§ **Exercise directions**:
Please rewrite the listing from the line with "of the lamp" up to and including the line with "x=385, y=312". Shift every answer coordinate by adding 68 to each x and y value, and keep all other lines unchanged.

## begin Records shown

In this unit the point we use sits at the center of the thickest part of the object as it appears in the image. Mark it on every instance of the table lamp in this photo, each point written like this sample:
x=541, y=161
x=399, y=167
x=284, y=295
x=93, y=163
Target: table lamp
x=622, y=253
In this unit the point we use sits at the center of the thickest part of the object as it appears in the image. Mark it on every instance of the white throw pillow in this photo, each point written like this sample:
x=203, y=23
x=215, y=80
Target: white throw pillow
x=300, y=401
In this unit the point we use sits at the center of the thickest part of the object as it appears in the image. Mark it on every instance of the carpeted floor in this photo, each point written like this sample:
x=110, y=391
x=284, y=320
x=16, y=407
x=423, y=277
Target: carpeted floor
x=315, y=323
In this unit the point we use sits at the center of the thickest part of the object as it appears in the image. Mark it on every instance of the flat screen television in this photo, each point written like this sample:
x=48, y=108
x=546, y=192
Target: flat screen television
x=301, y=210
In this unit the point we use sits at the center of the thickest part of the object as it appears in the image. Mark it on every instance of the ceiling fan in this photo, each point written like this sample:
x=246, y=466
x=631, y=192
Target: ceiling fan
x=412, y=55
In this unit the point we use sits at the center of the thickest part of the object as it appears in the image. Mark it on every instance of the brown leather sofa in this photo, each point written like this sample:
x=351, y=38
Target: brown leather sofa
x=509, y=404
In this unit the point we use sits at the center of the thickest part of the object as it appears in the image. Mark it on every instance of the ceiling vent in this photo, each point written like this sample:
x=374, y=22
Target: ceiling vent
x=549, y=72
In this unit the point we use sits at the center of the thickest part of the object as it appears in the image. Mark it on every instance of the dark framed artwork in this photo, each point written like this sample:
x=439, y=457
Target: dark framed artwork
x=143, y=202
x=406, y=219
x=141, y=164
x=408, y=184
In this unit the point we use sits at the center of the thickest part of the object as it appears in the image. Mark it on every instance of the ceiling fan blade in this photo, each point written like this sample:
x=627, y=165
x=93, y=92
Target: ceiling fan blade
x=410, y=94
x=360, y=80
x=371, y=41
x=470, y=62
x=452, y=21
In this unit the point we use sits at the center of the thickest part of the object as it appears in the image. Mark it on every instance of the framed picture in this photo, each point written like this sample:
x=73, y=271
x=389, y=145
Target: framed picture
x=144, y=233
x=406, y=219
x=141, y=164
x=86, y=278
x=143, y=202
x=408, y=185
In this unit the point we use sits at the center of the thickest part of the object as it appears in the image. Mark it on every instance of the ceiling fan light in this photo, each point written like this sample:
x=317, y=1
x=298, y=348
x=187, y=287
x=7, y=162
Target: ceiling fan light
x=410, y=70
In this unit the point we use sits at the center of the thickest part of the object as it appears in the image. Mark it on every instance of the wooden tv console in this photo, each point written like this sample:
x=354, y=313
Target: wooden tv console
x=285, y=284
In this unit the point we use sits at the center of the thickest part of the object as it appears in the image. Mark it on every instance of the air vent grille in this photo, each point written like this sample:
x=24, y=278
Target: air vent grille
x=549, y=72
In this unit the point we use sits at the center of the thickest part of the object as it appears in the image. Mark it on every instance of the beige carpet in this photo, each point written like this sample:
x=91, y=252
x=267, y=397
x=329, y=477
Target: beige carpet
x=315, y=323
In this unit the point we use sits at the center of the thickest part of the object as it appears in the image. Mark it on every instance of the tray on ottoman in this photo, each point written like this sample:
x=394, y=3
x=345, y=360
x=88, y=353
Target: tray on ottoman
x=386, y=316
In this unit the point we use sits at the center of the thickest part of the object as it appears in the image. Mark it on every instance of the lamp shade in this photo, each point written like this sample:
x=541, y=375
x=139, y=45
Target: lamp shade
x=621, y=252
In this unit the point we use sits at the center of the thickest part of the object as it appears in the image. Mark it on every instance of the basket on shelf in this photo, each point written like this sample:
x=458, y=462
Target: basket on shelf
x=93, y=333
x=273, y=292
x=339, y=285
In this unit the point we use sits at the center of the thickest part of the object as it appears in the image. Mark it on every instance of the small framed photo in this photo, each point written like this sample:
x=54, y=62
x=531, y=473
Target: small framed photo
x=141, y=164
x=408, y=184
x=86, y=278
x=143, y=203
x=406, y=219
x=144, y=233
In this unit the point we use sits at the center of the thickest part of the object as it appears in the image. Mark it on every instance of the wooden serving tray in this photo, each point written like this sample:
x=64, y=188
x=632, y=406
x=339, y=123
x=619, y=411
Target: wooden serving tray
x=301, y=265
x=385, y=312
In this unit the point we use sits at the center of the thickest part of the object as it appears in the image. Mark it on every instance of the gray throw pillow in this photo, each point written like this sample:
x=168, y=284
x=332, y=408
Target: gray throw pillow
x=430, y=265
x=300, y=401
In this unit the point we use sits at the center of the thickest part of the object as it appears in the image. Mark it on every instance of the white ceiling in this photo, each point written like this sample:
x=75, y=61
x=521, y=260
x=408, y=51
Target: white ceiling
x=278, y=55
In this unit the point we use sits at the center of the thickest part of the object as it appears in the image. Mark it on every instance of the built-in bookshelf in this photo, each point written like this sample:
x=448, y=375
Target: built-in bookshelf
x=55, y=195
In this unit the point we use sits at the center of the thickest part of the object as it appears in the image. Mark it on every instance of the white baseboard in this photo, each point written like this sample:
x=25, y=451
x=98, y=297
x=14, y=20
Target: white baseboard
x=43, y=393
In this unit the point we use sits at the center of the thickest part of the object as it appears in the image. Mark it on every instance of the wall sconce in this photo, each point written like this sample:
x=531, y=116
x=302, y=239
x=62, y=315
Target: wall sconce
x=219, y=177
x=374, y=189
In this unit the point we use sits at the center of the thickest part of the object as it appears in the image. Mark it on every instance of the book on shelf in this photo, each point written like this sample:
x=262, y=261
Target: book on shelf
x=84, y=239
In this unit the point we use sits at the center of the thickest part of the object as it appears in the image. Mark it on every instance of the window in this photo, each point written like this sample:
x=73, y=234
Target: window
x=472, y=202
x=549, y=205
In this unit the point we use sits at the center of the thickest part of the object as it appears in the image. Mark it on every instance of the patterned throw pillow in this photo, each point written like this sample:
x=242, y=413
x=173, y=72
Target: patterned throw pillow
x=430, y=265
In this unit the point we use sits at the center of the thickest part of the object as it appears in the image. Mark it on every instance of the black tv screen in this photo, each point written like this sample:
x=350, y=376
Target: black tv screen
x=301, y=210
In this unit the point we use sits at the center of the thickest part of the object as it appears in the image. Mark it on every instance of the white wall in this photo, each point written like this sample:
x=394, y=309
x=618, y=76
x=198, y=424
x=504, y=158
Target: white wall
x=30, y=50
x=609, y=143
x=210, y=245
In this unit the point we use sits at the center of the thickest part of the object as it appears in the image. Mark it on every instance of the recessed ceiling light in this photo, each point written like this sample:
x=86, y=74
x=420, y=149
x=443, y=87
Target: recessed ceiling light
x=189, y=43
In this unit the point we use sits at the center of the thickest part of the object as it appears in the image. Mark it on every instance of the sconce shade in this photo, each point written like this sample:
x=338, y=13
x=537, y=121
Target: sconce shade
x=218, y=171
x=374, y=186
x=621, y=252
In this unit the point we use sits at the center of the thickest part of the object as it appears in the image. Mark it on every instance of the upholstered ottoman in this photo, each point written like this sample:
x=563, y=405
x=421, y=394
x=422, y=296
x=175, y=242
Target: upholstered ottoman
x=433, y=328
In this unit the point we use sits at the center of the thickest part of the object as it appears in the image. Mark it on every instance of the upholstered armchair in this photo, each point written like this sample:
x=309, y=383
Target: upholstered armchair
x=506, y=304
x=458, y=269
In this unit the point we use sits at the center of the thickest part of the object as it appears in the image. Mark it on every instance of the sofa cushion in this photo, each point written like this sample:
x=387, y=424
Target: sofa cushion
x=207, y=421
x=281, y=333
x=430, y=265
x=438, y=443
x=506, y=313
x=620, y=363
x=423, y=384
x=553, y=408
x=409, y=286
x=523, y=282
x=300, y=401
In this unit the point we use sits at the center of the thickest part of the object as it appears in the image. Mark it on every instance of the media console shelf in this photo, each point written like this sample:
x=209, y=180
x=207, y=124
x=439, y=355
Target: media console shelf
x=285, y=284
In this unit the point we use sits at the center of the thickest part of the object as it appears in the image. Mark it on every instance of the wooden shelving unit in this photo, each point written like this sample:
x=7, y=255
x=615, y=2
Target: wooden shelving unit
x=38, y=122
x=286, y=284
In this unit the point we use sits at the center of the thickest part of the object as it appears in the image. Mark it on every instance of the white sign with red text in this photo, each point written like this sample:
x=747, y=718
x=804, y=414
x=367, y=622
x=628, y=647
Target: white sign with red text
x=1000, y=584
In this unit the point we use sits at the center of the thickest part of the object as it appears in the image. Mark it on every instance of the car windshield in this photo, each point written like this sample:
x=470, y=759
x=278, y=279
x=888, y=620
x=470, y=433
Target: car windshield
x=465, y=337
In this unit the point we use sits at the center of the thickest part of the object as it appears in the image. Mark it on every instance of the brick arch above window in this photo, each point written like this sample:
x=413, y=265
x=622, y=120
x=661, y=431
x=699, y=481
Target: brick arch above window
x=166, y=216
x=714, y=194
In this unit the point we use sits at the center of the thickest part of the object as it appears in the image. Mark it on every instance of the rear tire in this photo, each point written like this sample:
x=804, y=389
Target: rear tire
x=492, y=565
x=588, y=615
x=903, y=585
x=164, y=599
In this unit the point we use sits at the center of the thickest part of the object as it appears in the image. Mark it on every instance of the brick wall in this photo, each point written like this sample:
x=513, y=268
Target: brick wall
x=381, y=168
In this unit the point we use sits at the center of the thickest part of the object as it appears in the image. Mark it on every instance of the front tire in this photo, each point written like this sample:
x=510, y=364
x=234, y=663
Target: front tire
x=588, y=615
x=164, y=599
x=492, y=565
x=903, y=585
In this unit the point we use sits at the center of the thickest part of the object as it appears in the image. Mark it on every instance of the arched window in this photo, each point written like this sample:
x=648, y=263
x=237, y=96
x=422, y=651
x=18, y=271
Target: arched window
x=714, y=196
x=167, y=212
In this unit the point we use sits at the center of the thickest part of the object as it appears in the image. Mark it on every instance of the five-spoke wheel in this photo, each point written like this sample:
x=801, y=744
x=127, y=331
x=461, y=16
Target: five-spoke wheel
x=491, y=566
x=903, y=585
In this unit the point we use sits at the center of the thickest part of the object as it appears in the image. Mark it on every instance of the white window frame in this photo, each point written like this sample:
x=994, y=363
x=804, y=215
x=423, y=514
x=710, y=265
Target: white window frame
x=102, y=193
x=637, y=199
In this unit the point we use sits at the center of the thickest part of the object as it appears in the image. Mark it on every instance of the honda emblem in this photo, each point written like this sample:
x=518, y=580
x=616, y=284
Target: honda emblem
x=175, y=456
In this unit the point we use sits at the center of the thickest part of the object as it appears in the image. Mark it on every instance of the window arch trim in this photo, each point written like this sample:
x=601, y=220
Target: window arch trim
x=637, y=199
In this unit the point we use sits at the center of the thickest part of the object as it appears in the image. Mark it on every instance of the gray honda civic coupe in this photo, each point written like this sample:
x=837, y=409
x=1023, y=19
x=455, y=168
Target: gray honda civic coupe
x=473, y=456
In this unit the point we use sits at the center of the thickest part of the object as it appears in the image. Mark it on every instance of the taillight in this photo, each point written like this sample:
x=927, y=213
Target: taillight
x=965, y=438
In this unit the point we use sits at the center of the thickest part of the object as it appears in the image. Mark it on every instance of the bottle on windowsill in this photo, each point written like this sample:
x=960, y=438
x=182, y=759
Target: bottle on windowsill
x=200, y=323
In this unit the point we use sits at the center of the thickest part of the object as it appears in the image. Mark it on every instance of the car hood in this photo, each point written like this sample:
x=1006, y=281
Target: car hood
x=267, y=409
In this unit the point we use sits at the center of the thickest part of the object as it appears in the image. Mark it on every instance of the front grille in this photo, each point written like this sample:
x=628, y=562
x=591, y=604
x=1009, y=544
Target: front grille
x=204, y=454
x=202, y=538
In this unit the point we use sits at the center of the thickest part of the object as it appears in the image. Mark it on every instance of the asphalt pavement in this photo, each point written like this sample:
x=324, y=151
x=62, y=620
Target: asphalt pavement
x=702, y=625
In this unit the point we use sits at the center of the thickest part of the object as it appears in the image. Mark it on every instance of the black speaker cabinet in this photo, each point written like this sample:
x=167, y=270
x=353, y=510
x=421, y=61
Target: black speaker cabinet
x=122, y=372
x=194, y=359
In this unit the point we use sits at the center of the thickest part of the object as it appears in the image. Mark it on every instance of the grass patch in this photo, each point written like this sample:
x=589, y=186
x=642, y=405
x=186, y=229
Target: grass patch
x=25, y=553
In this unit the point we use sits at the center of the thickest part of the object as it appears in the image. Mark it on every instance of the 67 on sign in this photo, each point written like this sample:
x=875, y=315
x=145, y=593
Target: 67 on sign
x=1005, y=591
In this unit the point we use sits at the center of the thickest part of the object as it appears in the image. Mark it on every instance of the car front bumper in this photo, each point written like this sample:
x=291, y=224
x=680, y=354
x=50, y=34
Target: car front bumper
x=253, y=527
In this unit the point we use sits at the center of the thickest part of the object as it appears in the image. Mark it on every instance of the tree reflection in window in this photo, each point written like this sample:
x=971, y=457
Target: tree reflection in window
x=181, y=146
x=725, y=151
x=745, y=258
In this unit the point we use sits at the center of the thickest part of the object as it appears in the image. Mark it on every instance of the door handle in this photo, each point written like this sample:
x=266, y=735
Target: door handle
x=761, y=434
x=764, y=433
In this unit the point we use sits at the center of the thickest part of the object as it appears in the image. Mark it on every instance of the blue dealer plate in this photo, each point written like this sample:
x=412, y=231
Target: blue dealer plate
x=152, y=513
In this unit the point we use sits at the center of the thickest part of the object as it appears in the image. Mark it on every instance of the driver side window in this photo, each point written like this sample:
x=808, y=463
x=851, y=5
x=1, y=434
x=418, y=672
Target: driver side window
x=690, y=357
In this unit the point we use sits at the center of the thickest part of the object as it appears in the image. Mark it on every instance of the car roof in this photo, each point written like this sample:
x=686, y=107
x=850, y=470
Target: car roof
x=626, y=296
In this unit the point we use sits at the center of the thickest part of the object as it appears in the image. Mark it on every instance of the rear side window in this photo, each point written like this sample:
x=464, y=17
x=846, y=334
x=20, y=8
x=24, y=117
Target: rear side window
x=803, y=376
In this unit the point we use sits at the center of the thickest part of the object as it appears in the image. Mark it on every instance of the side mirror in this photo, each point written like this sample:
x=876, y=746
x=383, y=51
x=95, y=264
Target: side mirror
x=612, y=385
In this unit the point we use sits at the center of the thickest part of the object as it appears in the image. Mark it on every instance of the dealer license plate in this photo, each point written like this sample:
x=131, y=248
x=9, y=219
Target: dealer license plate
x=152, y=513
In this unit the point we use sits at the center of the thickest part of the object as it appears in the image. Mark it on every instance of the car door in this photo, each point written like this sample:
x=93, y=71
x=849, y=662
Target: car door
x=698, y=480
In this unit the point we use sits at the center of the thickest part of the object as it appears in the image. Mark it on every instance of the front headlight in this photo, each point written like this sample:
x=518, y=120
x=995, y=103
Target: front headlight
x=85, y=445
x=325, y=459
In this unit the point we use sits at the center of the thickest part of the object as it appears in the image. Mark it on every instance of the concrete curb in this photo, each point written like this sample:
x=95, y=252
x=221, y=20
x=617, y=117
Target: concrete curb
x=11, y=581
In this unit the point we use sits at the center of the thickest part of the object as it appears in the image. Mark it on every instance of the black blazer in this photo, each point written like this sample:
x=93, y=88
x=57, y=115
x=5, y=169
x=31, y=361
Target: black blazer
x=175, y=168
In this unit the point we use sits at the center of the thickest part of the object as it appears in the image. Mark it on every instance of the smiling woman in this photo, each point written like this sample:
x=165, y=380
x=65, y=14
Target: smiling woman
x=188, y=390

## end Records shown

§ **Solution to this problem**:
In this unit the point we use sits at the center of the thickest part of the object as it appears in the image. Mark it on every instance of the lamp shade in this photo, each point written like this sample:
x=541, y=375
x=139, y=45
Target: lamp shade
x=689, y=320
In this unit the point we use sits at the center of the thickest part of the object as it appears in the image. Mark it on every instance of the basket on shelf in this photo, each point written like this sample:
x=458, y=462
Target: basket on shelf
x=161, y=401
x=341, y=360
x=407, y=353
In this unit the point we use sits at the center of the thickest part of the object as it appears in the image. Mark it on every instance of the small framed photo in this photo, each point written like this sample:
x=54, y=62
x=531, y=473
Target: small framed photo
x=209, y=232
x=476, y=252
x=154, y=346
x=211, y=271
x=474, y=287
x=212, y=301
In this unit the point we use sits at the center of the thickest part of the object as it appears in the image. Mark it on every instance of the wooden serving tray in this photo, each point written like this sample:
x=64, y=188
x=632, y=406
x=339, y=123
x=619, y=411
Target: wooden serving tray
x=369, y=333
x=453, y=380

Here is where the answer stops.